**Passage:**
.....

I think if someone wants to make yet another code formatter, that’s great. But I don’t think that’s what I’ve been personally missing when it comes to the greater Clojure ecosystem, and the chances are very high that I don’t bother using it or even checking it out.

Something I think would be more valuable is a pre-commit hook + existing formatter and integrate that in standard lein templates.

There’s no point to these formatter without integration with source control or the compiler itself, with regards to standardization that is.

On my team, I’ve been wanting to set one up, but never bothered with figuring out how to get it integrated with our source control. And if we did, the priority would be that it should never ever fail and become a blocker for us pushing code.

1 Like

I think the tension arises with the term “canonical”. To me that implies universality and proselytizing. If that’s the case then my vote is for minimalism: cover the least and most agreed-upon subset of the formatting problem space.

.....

**Supplied entries:**
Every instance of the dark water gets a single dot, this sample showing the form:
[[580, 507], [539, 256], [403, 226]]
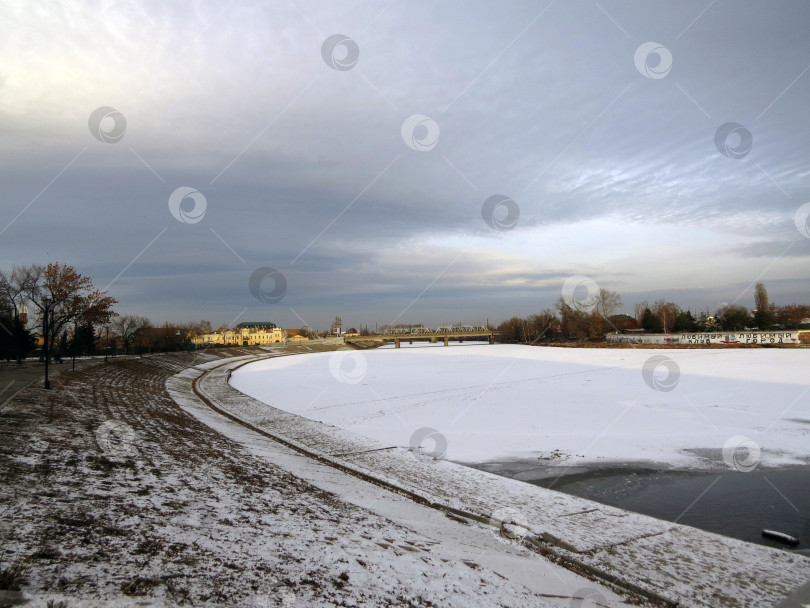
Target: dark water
[[734, 504]]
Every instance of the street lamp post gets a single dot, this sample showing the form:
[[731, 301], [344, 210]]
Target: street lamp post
[[45, 304]]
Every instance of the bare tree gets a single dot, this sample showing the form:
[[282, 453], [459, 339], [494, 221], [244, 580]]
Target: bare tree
[[666, 311], [13, 287], [128, 327], [639, 310], [608, 302]]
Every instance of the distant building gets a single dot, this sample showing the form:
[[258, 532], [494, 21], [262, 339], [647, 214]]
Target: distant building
[[258, 333], [623, 323], [296, 335]]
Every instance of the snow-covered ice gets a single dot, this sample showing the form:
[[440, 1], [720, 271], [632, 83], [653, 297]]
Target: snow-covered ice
[[567, 406]]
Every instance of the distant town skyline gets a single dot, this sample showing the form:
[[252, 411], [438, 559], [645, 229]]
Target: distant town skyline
[[402, 162]]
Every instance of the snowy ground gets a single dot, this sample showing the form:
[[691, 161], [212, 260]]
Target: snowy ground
[[683, 408]]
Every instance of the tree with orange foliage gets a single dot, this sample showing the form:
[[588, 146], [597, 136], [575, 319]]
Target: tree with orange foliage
[[70, 298]]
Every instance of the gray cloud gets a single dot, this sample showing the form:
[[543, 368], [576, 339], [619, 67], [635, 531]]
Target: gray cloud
[[304, 169]]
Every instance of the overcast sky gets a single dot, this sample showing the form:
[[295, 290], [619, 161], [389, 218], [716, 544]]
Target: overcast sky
[[357, 168]]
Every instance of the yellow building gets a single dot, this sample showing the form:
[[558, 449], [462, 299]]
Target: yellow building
[[245, 334]]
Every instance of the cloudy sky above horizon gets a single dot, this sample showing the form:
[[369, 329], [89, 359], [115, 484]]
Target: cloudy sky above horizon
[[365, 186]]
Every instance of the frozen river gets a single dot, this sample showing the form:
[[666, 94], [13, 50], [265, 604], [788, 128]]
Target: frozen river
[[692, 409]]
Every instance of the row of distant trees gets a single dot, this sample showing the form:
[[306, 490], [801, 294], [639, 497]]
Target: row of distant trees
[[81, 320], [570, 320]]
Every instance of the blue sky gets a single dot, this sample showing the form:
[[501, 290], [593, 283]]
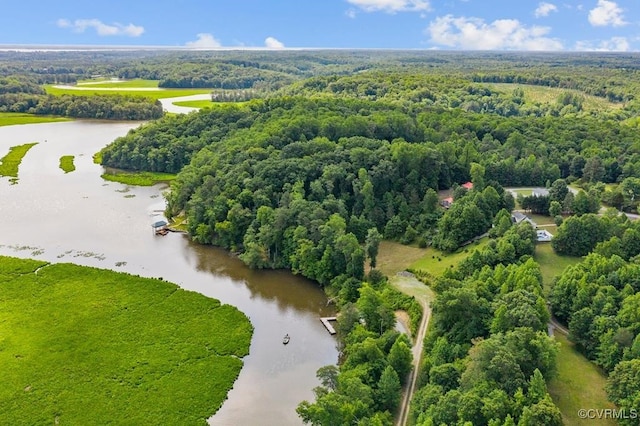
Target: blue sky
[[556, 25]]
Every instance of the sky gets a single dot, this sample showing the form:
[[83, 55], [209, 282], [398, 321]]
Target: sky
[[515, 25]]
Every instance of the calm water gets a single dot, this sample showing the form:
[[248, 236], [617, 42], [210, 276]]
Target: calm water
[[80, 218]]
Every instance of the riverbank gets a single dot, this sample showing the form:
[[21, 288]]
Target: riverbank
[[85, 345]]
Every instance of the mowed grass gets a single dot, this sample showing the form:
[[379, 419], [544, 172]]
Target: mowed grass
[[137, 178], [87, 346], [551, 264], [106, 91], [14, 118], [394, 257], [435, 262], [10, 163], [549, 95], [578, 385], [66, 163]]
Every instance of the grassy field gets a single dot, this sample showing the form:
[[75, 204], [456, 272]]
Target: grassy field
[[579, 384], [551, 264], [118, 83], [197, 104], [13, 118], [66, 163], [10, 163], [549, 95], [153, 94], [137, 178], [436, 262], [82, 345]]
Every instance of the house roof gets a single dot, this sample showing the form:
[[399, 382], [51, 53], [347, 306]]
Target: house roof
[[159, 223], [519, 216], [540, 192]]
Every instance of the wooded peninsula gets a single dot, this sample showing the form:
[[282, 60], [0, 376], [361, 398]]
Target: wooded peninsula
[[312, 161]]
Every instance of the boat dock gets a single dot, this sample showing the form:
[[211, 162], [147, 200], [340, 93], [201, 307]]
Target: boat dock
[[327, 325]]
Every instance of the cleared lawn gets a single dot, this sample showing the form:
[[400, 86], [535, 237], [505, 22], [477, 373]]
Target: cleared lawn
[[579, 384], [394, 257], [551, 264], [88, 346], [436, 262], [13, 118]]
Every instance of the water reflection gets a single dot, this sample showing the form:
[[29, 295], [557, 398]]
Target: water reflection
[[80, 218]]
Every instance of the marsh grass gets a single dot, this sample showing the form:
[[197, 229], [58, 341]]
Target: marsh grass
[[90, 346], [66, 163], [137, 178], [14, 118], [10, 163]]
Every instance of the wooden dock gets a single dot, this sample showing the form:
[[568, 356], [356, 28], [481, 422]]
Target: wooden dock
[[327, 325]]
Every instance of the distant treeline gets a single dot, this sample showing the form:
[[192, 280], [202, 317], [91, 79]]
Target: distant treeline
[[112, 107]]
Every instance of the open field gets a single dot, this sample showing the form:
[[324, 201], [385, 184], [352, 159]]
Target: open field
[[13, 118], [106, 91], [97, 84], [394, 257], [436, 262], [551, 264], [89, 346], [197, 104], [549, 95], [579, 384]]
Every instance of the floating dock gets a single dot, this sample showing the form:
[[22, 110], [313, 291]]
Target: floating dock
[[327, 325]]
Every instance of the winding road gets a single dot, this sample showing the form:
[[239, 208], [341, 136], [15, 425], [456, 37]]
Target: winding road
[[410, 285]]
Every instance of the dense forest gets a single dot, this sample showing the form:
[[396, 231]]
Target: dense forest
[[332, 152]]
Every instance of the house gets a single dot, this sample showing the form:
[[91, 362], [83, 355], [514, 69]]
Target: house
[[517, 217], [542, 235], [540, 192], [446, 202]]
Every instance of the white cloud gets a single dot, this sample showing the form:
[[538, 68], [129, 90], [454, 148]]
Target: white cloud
[[544, 9], [606, 13], [391, 6], [614, 44], [273, 43], [102, 29], [475, 34], [204, 41]]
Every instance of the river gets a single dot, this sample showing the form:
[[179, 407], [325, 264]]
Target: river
[[80, 218]]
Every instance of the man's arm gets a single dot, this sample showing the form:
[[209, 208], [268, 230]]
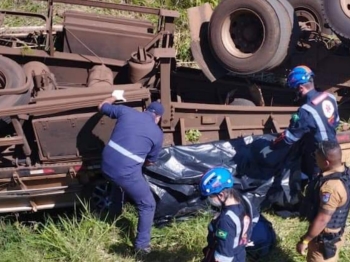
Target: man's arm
[[106, 107], [318, 225], [299, 125], [329, 202], [226, 240], [154, 153], [108, 101]]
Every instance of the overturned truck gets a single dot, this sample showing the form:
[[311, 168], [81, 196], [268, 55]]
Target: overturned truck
[[52, 78]]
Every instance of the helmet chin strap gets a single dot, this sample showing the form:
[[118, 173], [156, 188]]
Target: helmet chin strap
[[223, 202]]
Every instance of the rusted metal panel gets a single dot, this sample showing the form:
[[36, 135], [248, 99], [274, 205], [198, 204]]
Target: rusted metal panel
[[121, 7], [88, 35], [199, 18], [72, 136], [145, 25]]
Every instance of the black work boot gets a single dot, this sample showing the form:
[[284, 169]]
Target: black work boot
[[141, 253]]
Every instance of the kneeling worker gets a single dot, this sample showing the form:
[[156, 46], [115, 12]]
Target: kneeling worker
[[328, 206], [230, 231]]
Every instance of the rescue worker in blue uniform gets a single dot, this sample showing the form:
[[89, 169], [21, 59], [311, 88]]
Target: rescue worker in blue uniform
[[315, 121], [230, 231], [136, 140], [328, 206]]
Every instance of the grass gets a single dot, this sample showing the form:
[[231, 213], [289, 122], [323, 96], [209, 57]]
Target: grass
[[84, 237]]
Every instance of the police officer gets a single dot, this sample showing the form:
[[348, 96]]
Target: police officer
[[316, 119], [135, 140], [328, 206], [230, 231]]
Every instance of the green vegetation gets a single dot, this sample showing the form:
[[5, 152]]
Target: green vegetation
[[87, 238], [192, 135]]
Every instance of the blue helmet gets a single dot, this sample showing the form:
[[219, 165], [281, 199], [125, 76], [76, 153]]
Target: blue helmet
[[299, 75], [215, 180]]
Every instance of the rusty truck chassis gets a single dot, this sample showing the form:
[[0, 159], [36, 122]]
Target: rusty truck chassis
[[54, 180]]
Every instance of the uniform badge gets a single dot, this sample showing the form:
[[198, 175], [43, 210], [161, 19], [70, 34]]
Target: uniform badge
[[326, 197], [328, 108], [221, 234], [295, 117]]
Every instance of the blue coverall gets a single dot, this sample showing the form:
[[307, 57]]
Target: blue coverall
[[135, 138], [226, 236], [316, 120]]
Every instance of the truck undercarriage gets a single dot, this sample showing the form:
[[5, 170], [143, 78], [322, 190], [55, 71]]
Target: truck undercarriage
[[53, 77]]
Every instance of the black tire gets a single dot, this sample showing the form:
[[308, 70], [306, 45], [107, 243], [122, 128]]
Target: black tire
[[311, 10], [242, 102], [12, 75], [337, 16], [286, 20], [231, 55]]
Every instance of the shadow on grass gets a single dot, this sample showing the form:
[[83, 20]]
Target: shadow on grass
[[276, 255], [157, 255]]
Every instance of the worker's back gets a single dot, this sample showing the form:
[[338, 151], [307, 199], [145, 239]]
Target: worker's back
[[135, 136]]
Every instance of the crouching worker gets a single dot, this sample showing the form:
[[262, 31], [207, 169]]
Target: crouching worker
[[229, 232], [328, 203]]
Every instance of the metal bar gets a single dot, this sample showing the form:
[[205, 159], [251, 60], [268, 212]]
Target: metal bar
[[121, 7], [49, 27], [18, 127], [18, 90], [25, 30], [229, 127], [165, 98], [246, 109], [83, 92], [182, 131], [20, 13], [8, 141], [63, 105], [64, 56]]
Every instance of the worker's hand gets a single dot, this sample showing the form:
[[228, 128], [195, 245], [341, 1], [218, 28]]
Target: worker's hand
[[119, 95], [302, 247], [148, 163], [265, 151]]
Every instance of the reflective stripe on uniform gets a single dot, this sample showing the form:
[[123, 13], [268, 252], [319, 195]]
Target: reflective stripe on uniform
[[254, 219], [335, 100], [237, 222], [291, 136], [125, 152], [318, 121], [221, 258]]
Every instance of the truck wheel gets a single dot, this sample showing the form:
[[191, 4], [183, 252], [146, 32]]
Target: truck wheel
[[12, 76], [244, 35], [310, 13], [286, 20], [242, 102], [337, 14]]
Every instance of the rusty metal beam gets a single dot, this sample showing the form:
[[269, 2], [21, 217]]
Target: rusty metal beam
[[38, 54], [121, 7], [80, 92], [63, 105]]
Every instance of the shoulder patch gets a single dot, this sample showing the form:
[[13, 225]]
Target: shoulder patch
[[295, 117], [328, 108], [326, 197], [221, 234]]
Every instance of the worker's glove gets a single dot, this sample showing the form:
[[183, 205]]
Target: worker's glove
[[119, 95]]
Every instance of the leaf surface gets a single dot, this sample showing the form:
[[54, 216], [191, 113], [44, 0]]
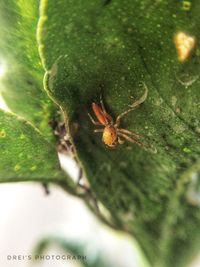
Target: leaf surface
[[116, 48]]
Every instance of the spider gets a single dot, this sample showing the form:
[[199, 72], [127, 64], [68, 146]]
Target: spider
[[112, 134]]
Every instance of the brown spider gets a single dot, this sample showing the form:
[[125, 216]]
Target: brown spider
[[112, 134]]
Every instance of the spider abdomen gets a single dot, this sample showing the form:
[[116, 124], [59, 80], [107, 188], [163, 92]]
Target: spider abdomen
[[109, 135]]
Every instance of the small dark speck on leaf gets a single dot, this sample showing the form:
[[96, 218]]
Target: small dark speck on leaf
[[106, 2]]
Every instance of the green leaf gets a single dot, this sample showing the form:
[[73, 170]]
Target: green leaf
[[26, 155], [117, 48], [77, 249], [22, 82]]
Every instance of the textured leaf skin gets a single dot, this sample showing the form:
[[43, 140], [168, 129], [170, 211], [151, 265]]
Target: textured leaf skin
[[22, 84], [88, 47], [25, 159]]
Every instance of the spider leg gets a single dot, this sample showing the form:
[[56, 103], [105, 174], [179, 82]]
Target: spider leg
[[104, 110], [93, 121], [135, 105], [132, 140], [137, 136]]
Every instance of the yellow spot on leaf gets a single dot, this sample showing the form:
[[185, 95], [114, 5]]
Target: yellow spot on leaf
[[186, 5], [184, 44], [17, 167], [2, 133]]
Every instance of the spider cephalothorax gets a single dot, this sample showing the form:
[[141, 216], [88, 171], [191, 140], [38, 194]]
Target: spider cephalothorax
[[112, 134]]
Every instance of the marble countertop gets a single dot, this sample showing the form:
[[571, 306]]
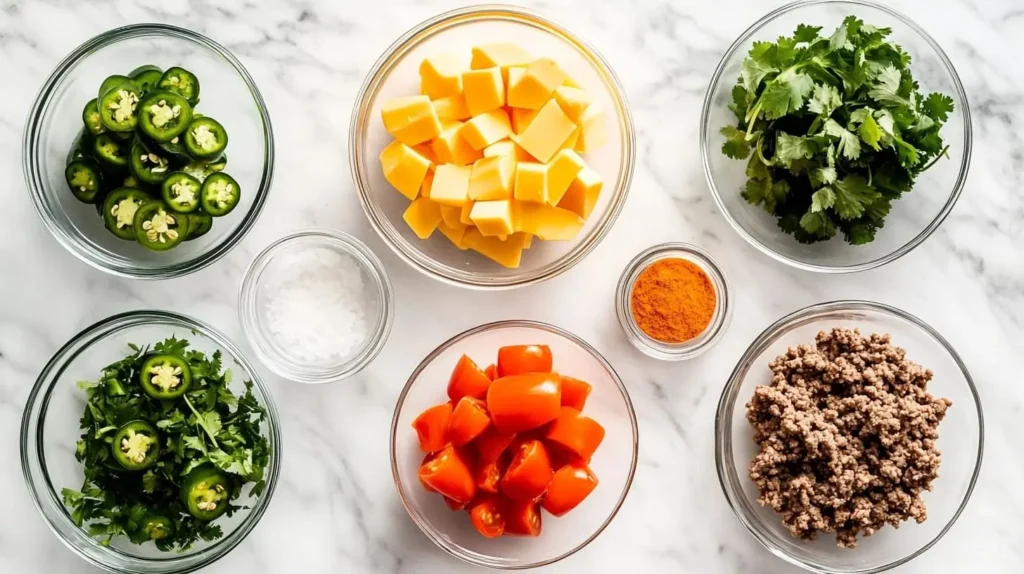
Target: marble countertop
[[336, 509]]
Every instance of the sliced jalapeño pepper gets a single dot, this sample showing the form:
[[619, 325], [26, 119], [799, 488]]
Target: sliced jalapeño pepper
[[181, 191], [206, 492], [163, 116], [220, 194], [158, 228], [135, 445]]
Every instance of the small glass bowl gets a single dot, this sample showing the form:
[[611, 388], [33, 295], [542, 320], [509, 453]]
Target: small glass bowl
[[914, 216], [395, 74], [266, 269], [228, 94], [673, 351], [962, 439], [50, 427], [614, 462]]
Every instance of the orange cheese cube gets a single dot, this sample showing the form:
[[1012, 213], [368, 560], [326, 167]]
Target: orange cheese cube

.....

**Task requirements:** Could you continue the forum thread on Clojure code formatters, picking up after its final sentence?

**Right answer:**
Part of that is my personal preference to keep my personal preferences but another part is agreeing with Colin that this ship has sailed, which means that we’re stuck in xkcd’s “There are now 15 competing standards” situation. To me that means a tool would need to have either:

  • many strong opinions that doesn’t try to be canonical
  • few strong opinions that aims to be the minimal agreed subset, even for stubborn folks like me
  • lots of configuration options

For instance, in my mind there’s tension in the Clojure Style Guide between being canonical and what seems to be continual accretion of more opinionated (and therefore less canonical) rules. My preference is for it to stay on the minimal/canonical side so I can recommend it without caveats.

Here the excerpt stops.